Convert the rows below into a two-column CSV with the headers text and answer, one line per row. Put each field in quotes and replace any line breaks with spaces.

◆ ◆ ◆

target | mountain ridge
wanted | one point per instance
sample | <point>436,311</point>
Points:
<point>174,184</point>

◆ ◆ ◆

▶ [Result of this exercise]:
text,answer
"target | mountain ridge wanted | one point per instance sample | <point>436,311</point> Points:","<point>174,184</point>"